** Begin DOCUMENT PASSAGE **

TUNING TEMPERAMENTS (A4=440/435/430.5/415HZ) by Roel Hollander

Before concert pitch A4=440Hz became the tuning and manufacturing standard for instruments, there was no (International) Standard Pitch. But, we can find the following historical references concerning 440Hz as Concert Pitch, predating the standardization if this Concert Pitch:

1834 — The Stuttgart Conference (a Congress of Physicists — “Deutsche Naturforscherversammlung”) adopts Scheibler’s recommendation for A4=440Hz as the standard pitch (the Stuttgard or “Scheibler pitch”), based on Johann Scheibler’s studies with his Tonometer. It consisted of 52 forks tuned from A 219 2/3 to A 439 1/2 at 69 degrees Fahrenheit. The device and his amazingly accurate method of measuring beats were described in Scheibler’s book “The Physical and Musical Tonometer”. It is not unlikely that the “Streicher Piano Company” adopted Scheibler’s recommendation for A=440 shortly after the Stuttgart Congress.

1836–1839: A= 441, Paris. Opera pianos. Tuning fork owned by M. Leibner who tuned the pianos of the opera at the pitch of the orchestra. In 1849 it agreed precisely with the oboe of M. Vorroust.

Date unknown. A=440.5, Paris. Opera. Fork said to have been adjusted by Pleyel.

1845 A=439.9, Turin Italy. Tuning fork.
1859 A=441, Dresden. Opera. Tuning fork sent to the French Commission by Kapellmeister Reissiger, who wrote: The great elevation of the diapason destroys and effaces the effect and character of ancient music, of the masterpieces of Mozart, Gluck and Beethoven.

** End DOCUMENT PASSAGE **
** Begin RECORDED DATA **

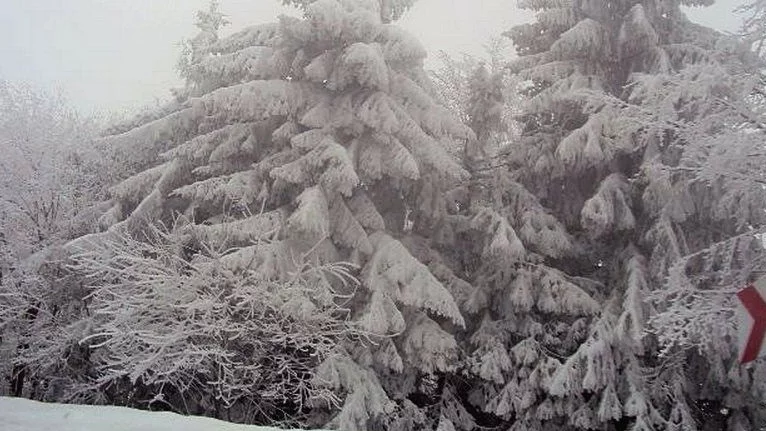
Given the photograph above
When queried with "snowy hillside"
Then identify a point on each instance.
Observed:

** End RECORDED DATA **

REQUIREMENT 1 — In the passage on historical tuning pitches, how many forks made up Scheibler's Tonometer?
REQUIREMENT 2 — Translate this sentence from the passage on historical tuning pitches into Spanish: "The device and his amazingly accurate method of measuring beats were described in Scheibler’s book “The Physical and Musical Tonometer”."
REQUIREMENT 3 — Revise the passage on historical tuning pitches, starting at the words "Date unknown. A=440.5, Paris." and ending after "Gluck and Beethoven.", with "Kapellmeister" changed to "conductor".

FINAL RESULT 1 — Scheibler's Tonometer consisted of 52 forks.

FINAL RESULT 2 — El dispositivo y su método asombrosamente preciso de medir las pulsaciones se describieron en el libro de Scheibler “The Physical and Musical Tonometer”.

FINAL RESULT 3 —
Date unknown. A=440.5, Paris. Opera. Fork said to have been adjusted by Pleyel.

1845 A=439.9, Turin Italy. Tuning fork.
1859 A=441, Dresden. Opera. Tuning fork sent to the French Commission by conductor Reissiger, who wrote: The great elevation of the diapason destroys and effaces the effect and character of ancient music, of the masterpieces of Mozart, Gluck and Beethoven.